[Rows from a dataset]
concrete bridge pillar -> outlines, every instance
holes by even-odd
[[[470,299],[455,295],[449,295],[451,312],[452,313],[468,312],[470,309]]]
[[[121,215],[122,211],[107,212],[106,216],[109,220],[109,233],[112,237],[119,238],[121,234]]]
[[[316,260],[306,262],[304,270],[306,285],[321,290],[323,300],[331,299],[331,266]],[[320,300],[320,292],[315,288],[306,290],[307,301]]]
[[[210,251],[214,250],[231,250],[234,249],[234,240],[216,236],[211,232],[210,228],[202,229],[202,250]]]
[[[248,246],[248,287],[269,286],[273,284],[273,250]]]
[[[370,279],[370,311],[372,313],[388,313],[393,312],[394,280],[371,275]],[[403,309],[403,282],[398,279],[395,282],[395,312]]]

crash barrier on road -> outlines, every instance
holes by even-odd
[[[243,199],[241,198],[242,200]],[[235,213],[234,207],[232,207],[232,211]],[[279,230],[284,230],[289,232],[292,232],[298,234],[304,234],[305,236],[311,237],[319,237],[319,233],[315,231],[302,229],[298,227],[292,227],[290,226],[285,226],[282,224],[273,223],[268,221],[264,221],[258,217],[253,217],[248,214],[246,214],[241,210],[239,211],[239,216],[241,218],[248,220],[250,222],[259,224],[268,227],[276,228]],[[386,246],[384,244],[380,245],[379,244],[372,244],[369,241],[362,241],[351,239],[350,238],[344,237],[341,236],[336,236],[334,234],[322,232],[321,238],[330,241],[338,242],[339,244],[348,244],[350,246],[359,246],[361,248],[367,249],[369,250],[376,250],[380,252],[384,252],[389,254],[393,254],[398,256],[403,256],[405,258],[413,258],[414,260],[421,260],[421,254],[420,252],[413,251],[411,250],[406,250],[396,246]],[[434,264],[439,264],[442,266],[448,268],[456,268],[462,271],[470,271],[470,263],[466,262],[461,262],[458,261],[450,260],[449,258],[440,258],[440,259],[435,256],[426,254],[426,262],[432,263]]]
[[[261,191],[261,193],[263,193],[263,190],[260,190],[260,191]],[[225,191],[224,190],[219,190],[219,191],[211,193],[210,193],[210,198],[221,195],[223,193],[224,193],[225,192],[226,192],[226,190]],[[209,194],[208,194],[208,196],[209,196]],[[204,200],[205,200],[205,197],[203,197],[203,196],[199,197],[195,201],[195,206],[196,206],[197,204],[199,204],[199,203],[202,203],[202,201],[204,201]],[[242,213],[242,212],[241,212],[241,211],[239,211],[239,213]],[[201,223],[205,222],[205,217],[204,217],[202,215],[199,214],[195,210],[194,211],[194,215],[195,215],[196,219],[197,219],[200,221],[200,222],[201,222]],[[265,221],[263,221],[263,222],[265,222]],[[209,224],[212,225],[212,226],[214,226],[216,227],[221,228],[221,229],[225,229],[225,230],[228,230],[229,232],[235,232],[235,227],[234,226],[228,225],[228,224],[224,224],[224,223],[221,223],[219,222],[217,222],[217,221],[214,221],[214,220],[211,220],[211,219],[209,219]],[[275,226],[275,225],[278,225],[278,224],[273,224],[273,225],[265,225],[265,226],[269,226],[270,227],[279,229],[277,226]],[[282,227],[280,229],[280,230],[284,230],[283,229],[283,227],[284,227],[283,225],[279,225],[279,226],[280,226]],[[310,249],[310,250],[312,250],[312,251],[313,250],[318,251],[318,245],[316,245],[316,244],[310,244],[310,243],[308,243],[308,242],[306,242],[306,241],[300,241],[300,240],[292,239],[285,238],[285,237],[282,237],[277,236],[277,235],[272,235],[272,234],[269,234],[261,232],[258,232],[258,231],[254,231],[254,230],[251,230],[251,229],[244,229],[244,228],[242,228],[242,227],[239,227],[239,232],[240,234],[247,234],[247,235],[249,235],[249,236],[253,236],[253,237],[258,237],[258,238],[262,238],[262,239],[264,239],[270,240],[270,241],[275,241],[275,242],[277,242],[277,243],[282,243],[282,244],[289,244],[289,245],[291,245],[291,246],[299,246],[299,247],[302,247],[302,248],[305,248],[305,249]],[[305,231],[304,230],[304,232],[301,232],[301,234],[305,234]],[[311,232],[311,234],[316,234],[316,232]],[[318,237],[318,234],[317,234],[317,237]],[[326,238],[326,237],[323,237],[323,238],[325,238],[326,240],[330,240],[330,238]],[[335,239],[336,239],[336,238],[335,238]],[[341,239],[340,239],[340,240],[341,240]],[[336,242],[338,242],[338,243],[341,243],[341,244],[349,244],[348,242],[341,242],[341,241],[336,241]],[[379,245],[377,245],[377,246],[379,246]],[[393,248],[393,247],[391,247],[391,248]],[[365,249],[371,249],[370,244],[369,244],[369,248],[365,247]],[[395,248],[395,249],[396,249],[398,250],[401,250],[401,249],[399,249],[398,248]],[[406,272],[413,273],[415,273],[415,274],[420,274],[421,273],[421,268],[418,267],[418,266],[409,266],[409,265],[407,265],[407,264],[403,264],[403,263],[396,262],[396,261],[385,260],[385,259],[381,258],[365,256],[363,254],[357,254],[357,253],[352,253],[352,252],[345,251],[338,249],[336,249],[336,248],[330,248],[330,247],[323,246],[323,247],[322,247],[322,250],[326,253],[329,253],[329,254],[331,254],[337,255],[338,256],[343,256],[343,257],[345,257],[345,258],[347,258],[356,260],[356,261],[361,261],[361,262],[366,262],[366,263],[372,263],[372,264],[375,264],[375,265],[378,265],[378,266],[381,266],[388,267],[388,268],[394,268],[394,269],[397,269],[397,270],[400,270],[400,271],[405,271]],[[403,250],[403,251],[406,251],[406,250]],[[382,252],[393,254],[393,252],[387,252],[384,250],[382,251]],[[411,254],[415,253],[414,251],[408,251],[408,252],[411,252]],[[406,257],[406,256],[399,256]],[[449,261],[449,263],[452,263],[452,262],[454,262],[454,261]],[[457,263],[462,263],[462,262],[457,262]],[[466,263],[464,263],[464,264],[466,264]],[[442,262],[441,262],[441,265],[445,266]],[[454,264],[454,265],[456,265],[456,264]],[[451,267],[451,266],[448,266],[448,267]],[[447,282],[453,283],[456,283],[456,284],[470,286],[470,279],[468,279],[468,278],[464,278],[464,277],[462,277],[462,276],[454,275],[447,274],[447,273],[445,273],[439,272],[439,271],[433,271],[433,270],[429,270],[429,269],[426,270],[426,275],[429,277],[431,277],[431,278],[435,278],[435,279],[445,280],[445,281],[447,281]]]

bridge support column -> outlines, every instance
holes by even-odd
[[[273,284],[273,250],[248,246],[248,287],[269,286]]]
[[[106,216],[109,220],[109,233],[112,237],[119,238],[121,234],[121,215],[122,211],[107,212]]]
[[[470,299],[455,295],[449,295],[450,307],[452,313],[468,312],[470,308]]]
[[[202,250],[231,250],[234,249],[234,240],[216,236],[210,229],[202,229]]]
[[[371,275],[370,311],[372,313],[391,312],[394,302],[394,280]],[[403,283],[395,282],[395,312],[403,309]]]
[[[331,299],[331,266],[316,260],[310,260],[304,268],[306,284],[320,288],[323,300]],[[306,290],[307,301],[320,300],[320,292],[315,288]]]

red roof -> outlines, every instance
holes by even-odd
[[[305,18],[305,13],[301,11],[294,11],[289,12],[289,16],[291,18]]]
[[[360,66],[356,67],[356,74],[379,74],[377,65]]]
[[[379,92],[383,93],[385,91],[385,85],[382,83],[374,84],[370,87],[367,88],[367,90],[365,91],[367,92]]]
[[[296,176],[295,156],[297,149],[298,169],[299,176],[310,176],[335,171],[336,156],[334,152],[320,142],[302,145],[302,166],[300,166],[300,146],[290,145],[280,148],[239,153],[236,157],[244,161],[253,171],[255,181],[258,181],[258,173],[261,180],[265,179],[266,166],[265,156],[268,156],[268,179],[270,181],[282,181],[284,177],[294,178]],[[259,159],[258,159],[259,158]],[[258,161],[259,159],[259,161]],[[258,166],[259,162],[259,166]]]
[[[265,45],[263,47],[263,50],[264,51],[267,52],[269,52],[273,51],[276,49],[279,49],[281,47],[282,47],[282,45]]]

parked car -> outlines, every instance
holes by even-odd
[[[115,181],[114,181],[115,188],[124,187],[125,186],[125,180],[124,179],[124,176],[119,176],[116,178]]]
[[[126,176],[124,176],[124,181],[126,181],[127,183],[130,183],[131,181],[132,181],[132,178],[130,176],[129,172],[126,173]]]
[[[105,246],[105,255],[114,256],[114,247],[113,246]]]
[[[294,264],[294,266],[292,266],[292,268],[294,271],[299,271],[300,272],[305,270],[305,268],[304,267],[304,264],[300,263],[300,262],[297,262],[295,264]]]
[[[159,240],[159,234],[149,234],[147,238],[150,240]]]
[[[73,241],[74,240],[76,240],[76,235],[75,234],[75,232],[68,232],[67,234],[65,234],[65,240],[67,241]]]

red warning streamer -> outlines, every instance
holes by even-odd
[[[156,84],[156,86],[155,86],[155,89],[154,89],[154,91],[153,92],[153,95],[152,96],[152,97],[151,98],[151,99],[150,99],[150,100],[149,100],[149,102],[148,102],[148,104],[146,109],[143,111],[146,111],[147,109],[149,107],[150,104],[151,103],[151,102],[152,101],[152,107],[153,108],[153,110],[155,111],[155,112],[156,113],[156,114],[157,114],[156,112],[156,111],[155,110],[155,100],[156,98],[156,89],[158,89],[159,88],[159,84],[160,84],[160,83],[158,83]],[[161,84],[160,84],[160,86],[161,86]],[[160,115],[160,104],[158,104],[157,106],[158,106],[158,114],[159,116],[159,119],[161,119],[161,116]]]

WORK TO COMPLETE: Convert the material into a Markdown table with the columns Row and Line, one row per line with blank lines skipped. Start at the first line of the material and stop after the line that contains "[[[248,246],[248,287],[269,286],[273,284],[273,250]]]".

OUTPUT FOR THIS EXERCISE:
| Row | Line |
|---|---|
| 1 | concrete bridge pillar -> outlines, every instance |
| 2 | holes by even-odd |
| 3 | [[[470,299],[455,295],[449,295],[451,312],[452,313],[468,312],[470,309]]] |
| 4 | [[[121,215],[122,211],[107,212],[106,216],[109,220],[109,233],[112,237],[119,238],[121,234]]] |
| 5 | [[[316,260],[306,262],[304,270],[306,285],[321,290],[323,300],[331,299],[331,266]],[[320,300],[320,292],[315,288],[306,290],[307,301]]] |
| 6 | [[[210,251],[214,250],[231,250],[234,249],[234,240],[216,236],[211,232],[210,228],[202,229],[202,250]]] |
| 7 | [[[248,246],[248,287],[269,286],[273,284],[273,250]]] |